* [PROVIDED INFORMATION]:
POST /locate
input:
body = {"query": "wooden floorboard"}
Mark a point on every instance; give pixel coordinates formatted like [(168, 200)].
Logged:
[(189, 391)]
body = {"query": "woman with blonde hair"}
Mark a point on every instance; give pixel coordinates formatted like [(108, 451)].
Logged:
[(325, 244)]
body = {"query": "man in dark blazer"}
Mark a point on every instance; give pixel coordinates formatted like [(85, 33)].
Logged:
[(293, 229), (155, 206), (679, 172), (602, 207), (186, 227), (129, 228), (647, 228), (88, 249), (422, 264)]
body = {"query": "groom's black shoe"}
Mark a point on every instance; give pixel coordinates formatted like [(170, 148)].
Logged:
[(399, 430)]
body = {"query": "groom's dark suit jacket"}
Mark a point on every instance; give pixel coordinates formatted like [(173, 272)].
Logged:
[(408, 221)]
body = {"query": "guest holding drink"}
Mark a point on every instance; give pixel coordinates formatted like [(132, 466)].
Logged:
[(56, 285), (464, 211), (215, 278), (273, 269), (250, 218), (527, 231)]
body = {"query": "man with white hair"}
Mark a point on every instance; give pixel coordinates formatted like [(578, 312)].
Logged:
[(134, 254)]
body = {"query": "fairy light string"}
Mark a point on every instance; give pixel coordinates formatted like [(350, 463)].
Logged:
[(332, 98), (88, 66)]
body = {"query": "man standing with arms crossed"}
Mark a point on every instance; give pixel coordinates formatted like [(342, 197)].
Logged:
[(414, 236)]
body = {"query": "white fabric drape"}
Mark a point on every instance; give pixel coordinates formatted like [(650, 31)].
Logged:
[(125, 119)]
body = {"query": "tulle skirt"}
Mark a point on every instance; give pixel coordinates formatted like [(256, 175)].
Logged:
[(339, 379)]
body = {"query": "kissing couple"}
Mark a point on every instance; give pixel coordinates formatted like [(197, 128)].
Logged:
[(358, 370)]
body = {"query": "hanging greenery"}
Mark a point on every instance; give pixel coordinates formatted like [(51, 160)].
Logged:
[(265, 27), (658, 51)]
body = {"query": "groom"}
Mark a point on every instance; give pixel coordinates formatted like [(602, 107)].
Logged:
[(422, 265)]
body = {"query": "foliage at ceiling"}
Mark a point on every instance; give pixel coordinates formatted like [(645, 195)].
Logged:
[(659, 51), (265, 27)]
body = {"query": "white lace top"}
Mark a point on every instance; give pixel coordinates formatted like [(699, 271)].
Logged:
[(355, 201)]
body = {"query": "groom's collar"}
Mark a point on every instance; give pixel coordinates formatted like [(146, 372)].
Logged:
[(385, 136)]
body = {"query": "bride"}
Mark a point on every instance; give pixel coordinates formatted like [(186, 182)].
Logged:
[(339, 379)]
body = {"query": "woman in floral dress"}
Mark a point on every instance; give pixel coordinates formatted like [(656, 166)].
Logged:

* [TRY IT]: Your task is to retype, exactly and only, the lines from the one with "like [(186, 182)]." through the final line above.

* [ANSWER TO THIS PROBLEM]:
Mark a point on every instance; give pixel coordinates formatted like [(186, 182)].
Logged:
[(339, 379)]
body = {"query": "woman in floral dress"}
Mark a point on every instance; give pixel coordinates formatted like [(656, 166)].
Logged:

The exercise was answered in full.